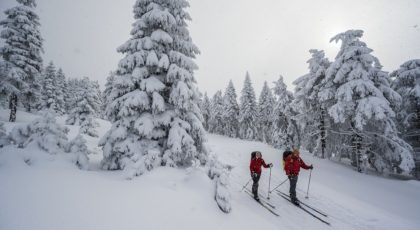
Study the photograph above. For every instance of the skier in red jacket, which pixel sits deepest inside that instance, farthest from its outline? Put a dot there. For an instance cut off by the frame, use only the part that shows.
(255, 167)
(292, 166)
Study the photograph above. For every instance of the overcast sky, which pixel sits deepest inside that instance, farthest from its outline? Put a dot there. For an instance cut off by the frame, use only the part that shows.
(265, 37)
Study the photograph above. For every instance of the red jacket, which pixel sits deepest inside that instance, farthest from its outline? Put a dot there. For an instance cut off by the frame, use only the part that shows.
(256, 164)
(293, 164)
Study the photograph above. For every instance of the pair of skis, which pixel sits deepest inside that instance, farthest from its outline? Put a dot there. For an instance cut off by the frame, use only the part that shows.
(264, 203)
(271, 208)
(301, 204)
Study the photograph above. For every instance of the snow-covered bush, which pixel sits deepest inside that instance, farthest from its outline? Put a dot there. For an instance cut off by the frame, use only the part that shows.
(77, 147)
(219, 173)
(43, 133)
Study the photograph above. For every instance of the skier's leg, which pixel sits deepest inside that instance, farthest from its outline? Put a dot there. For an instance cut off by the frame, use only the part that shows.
(255, 185)
(293, 182)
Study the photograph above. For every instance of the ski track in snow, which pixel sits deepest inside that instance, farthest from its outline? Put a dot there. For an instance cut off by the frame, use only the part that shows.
(53, 194)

● ● ● ● ●

Rewrite every line of the rows above as a numbered list, omitting blank lines and leaving out the pictures.

EXERCISE OUTPUT:
1. Study the photograph above. For every instance of the skier in red jacket, which pixel sits deepest inside that instance, farthest from its outline? Put a dot there. For an instance cut off by the frame, use only the part that shows.
2. (255, 167)
3. (292, 166)
4. Study the photograph above. For every instance of the overcast sky, which pixel sits deepest inside that instance, farthest from its outline? Put a dot there. For an instance cut off by the frame, use only the part that shows.
5. (265, 37)
6. Study the photograph above. For every instance of the red jacket, which pixel sits deepest inside that instance, farthest from its outline? Put a dot there. For an instance cut off by the frame, use only the part that shows.
7. (256, 164)
8. (293, 164)
9. Study the photograph above. For every instance of the pair of skis, which pixel sits deepest inside that instance, farthest from its outline? Put a dot there. For an instance cut off by the frame, use only the part that shows.
10. (264, 203)
11. (271, 208)
12. (301, 204)
13. Study the photograph above. For every instance of the snow-covered bush, which pixel sits deepest inside that instance, farthest from its outline? Put a dot there. For an instance cut off by the frame, use only the part that shows.
14. (77, 147)
15. (219, 173)
16. (43, 133)
17. Study the photograph above. For every instance of the skier's leg, which pixel sits deepest inside that instance, farthest from its outline? Put a dot there. For an instance cut off by the frame, use only the part that shows.
18. (255, 185)
19. (293, 182)
20. Study the photograph above. For every instance of the ski track in snow, which pixel sits deepest inside that instance, farthest from its outline? Put a dot there. For an instance cut off by the frame, use only the part that shows.
21. (53, 194)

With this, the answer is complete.